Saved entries
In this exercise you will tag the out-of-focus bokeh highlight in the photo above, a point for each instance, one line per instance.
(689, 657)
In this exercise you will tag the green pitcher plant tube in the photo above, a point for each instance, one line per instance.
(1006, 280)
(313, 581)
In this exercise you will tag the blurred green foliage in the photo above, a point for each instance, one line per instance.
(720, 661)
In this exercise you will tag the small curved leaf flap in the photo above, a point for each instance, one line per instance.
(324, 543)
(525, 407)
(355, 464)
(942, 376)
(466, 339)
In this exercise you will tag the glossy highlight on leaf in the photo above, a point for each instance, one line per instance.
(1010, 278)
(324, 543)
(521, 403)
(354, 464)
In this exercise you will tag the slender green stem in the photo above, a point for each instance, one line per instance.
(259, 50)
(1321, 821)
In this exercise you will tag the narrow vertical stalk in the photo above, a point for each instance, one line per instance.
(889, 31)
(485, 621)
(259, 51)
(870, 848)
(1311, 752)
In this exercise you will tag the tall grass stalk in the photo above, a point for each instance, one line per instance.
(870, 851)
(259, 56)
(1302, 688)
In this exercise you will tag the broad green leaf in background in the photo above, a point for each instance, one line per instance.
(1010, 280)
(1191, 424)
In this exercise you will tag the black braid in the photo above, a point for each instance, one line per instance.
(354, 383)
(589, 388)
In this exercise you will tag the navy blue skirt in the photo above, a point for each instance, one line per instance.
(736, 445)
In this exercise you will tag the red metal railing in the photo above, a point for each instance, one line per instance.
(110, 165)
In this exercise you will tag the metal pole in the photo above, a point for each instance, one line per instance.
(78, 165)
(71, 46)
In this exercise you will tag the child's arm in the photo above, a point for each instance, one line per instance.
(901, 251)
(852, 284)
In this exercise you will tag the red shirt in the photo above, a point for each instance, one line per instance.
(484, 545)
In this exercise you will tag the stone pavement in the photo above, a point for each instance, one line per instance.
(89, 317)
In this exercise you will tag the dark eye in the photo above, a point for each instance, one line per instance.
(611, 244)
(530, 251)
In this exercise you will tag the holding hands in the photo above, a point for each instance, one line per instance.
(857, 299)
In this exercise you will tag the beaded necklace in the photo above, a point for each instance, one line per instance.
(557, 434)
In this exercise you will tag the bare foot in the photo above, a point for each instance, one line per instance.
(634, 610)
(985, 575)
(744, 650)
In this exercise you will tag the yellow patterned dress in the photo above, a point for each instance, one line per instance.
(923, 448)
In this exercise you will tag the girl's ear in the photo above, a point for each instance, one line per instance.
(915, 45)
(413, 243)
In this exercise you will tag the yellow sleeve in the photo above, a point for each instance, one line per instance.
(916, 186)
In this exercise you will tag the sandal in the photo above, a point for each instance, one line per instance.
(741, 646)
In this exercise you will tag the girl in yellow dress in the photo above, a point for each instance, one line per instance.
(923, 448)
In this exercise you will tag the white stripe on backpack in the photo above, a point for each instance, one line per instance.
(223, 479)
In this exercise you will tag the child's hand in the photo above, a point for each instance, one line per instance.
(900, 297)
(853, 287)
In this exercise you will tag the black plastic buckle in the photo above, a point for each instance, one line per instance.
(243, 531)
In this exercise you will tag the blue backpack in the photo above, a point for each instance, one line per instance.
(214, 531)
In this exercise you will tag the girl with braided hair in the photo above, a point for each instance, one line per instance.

Brief »
An exact restatement of the data is required.

Exercise output »
In this exercise you will tag the out-of-focus bokeh highlight in the photo above, a point for each instance, one line per instance.
(689, 657)
In this exercise you will tag the green pitcher plant tube in the photo above, a point for each instance, one line per instance.
(1006, 280)
(313, 581)
In this exercise you will tag the blurred green foliage in the photo above, a point for each instance, one line per instance.
(720, 661)
In this exercise you will tag the small curved leaf flap in the photo above, a point for each instance, one line per instance.
(324, 543)
(525, 407)
(355, 464)
(942, 376)
(466, 339)
In this exercise you will tag the glossy highlight on leaf in the photo above, a point for each instance, one line per instance.
(1010, 278)
(324, 543)
(521, 403)
(354, 464)
In this exercise you will tag the slender green stem in the photo above, a point for each instance, one line per instance.
(259, 50)
(1321, 821)
In this exercise you will tag the narrow vertical stalk in the photo above, a point for each instance, one line per instance.
(889, 31)
(485, 621)
(259, 51)
(870, 848)
(1311, 752)
In this exercise you will tag the tall grass stalk in the photo above, a point for each instance, one line per instance.
(870, 851)
(259, 56)
(1302, 688)
In this exercise you will tag the broad green leaf in background in the photo above, a point for each instance, one line per instance.
(1010, 280)
(1191, 424)
In this exercise you will tag the black braid in the photo above, a point for each instance, one line per instance.
(354, 383)
(589, 388)
In this exercise you will tag the navy blue skirt in the photo above, a point for each instance, one line per instance.
(736, 445)
In this exercise you will tag the red metal railing in the photo above, a point for each instance, one line per instance.
(110, 165)
In this exercise you will tag the metal pole in the photo above, a point for each instance, one line per instance.
(78, 165)
(71, 46)
In this exercise you will tag the child's arm in the photo above, a point for each instance, one line per instance.
(901, 251)
(852, 284)
In this exercise you will tag the red shirt in the photo above, a point for each instance, one line per instance.
(484, 545)
In this exercise you will tag the stone pavement in the photo above, a point for each instance, one line per instance.
(89, 317)
In this exercise you will tag the dark eye in the photo above, a point for each instance, one line per instance.
(611, 244)
(530, 251)
In this exercise you will tag the holding hands in the photo above, a point for each instance, one line per instance.
(857, 299)
In this exercise you will tag the beaded necklace in the photo above, a point for each instance, one line per instance.
(557, 434)
In this exercise you will tag the bare foot in the photo above, a point for each instance, one line per instance.
(634, 610)
(985, 575)
(744, 650)
In this exercise you will tag the yellow patterned dress in the photo above, a point for each instance, one line per instance.
(923, 448)
In this exercise you will tag the girl's ear in the photo above, a point for each instance, one line per instance.
(915, 45)
(413, 243)
In this exercise you will tag the yellow sleeve in the photo above, a point for each instance, one line per instance.
(916, 186)
In this exercise you will tag the sandal in the photo above, a point for each instance, one line per instance.
(741, 646)
In this exercise you will tag the girl in yellow dress in the photo above, a point for each instance, one line per instance.
(923, 448)
In this exercise you will tag the white stripe on backpack in the photo above, a point for each instance, one line per instance.
(223, 479)
In this exercise you will tag the child's hand in the photo above, a point for each instance, one line per instance.
(900, 297)
(853, 287)
In this exercise you will tag the black plastic buckle in the photo above, a point for each instance, one line per instance.
(243, 531)
In this exercise you will tag the blue backpack in the photo above, a point for each instance, one line per instance.
(214, 531)
In this exercise you will tag the girl with braided hair in the photo above, a point for each instance, one line per instance.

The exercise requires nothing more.